▶ [Supplied data]
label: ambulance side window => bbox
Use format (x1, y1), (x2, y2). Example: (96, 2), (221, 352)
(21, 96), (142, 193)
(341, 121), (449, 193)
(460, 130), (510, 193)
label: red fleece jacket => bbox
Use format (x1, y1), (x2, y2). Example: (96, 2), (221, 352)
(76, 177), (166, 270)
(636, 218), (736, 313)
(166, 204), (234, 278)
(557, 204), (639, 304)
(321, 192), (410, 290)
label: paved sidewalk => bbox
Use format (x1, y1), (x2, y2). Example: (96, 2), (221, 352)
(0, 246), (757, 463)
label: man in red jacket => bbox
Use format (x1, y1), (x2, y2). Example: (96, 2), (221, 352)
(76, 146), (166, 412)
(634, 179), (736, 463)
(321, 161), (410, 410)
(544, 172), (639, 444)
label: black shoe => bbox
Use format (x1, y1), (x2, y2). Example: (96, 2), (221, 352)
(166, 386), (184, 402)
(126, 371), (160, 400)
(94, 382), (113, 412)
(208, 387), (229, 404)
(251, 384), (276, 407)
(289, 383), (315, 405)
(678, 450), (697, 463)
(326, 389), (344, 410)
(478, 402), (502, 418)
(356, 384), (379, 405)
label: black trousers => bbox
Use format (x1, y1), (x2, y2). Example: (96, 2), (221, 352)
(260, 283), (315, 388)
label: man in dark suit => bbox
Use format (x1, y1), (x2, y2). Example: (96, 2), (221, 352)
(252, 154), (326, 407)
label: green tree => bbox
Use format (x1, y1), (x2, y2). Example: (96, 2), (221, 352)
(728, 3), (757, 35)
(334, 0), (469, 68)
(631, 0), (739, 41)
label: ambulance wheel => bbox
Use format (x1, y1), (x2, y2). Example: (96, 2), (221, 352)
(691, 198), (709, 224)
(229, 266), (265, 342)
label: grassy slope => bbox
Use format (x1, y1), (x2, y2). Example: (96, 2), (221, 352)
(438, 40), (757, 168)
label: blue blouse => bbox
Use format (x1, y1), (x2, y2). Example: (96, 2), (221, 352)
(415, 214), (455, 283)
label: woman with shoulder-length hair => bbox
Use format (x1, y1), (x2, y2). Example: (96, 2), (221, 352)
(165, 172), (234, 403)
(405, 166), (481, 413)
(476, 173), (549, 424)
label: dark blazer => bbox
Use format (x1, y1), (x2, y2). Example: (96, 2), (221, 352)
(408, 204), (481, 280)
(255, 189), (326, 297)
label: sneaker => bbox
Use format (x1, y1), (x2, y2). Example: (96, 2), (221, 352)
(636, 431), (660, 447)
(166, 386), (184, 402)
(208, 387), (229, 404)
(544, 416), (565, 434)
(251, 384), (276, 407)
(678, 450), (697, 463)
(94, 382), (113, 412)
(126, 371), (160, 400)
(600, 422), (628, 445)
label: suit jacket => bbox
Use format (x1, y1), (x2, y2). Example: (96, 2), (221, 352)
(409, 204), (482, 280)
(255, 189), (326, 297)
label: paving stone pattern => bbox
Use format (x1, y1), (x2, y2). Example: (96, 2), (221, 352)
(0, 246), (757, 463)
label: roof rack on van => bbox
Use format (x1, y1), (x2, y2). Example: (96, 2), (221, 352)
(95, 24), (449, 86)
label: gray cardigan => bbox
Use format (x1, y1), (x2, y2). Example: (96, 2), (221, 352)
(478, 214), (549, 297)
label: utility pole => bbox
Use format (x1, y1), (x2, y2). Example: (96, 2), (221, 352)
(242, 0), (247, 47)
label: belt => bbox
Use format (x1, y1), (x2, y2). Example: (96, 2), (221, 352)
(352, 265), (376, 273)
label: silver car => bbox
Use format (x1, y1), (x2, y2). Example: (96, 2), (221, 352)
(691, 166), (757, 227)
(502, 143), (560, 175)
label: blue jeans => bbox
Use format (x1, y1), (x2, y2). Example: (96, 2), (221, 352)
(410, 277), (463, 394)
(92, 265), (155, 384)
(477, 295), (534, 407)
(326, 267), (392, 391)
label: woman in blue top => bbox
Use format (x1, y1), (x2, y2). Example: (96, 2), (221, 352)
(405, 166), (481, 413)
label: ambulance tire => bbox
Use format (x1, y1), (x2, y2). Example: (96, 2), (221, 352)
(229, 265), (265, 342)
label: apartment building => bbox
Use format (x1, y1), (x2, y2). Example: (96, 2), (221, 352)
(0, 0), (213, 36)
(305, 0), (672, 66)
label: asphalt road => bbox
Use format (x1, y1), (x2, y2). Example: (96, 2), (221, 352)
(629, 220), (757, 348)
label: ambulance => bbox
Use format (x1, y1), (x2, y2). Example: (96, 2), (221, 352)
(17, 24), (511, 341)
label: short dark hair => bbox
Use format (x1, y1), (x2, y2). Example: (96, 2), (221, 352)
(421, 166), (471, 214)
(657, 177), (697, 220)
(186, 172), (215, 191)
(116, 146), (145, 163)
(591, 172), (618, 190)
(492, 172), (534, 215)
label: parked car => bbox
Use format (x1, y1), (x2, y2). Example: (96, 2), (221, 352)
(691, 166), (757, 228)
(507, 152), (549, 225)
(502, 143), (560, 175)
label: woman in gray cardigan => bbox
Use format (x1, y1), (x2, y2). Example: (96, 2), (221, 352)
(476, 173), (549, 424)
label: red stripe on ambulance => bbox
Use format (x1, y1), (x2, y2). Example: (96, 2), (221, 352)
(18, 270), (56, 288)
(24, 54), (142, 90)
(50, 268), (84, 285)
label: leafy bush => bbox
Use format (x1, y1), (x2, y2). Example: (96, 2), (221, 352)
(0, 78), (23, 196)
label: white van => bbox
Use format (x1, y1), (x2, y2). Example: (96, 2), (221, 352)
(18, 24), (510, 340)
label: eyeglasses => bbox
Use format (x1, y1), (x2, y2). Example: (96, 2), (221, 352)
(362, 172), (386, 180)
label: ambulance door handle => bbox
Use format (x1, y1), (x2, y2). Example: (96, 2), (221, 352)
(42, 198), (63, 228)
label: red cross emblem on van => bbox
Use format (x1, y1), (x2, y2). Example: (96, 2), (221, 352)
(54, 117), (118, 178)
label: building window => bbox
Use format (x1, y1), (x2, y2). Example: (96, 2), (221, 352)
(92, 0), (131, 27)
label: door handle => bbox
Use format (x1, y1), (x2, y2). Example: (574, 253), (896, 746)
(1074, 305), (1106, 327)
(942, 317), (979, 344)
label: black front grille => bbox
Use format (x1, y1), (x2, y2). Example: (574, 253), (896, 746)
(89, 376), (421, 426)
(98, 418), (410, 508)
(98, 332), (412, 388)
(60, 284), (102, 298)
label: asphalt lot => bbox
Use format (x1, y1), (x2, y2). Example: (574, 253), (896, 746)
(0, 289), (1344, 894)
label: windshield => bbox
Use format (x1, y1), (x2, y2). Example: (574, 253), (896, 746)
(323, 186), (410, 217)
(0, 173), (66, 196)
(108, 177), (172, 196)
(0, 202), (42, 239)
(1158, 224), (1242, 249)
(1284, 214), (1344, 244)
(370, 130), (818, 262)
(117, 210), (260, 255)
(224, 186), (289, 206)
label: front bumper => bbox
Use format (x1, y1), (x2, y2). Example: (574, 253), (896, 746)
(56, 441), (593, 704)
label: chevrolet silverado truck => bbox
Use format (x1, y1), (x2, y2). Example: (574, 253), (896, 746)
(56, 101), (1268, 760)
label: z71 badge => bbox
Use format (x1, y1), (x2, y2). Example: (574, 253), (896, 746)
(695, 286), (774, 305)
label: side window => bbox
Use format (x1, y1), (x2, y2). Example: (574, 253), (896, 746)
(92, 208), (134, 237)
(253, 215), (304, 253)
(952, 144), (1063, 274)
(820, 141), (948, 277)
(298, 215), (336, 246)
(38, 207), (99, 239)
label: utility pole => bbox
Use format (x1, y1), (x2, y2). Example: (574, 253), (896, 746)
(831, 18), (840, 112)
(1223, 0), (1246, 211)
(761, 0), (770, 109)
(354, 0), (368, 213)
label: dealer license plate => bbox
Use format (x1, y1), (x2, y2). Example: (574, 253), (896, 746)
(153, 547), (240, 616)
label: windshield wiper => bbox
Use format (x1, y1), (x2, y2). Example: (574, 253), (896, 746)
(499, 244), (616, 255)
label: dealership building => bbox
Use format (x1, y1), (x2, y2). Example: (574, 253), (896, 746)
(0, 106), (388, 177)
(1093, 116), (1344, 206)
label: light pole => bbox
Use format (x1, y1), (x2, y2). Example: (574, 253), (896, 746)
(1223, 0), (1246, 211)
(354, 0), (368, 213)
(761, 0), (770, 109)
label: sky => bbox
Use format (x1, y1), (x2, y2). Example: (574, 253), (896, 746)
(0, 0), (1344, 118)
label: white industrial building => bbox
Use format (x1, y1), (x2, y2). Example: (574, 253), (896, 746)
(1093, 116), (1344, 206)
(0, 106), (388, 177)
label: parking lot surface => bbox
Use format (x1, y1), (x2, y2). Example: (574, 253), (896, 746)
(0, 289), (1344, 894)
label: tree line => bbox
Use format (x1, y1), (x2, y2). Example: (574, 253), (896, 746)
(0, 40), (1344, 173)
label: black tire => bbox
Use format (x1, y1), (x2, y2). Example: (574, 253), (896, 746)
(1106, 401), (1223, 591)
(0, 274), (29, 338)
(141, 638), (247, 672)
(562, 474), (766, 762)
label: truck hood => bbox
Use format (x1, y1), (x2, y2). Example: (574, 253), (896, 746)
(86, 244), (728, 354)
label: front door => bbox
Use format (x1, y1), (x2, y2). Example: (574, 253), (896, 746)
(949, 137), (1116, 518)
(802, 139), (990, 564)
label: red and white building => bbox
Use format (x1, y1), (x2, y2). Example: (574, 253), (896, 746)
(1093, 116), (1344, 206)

▶ [Exercise details] Convert the rows from the line containing "label: paved sidewalk => bbox" through the line containing "(544, 172), (639, 444)", both ends included, into a JSON list of strings, with one string per line and blank lines omitted.

▶ [Reply to the exercise]
[
  "label: paved sidewalk => bbox",
  "Use format (x1, y1), (x2, y2). Example: (96, 2), (221, 352)",
  "(0, 246), (757, 463)",
  "label: man in red jacket => bbox",
  "Use format (x1, y1), (x2, y2). Example: (96, 2), (221, 352)",
  "(76, 146), (166, 412)",
  "(634, 179), (736, 463)",
  "(321, 161), (410, 410)",
  "(544, 172), (639, 444)"
]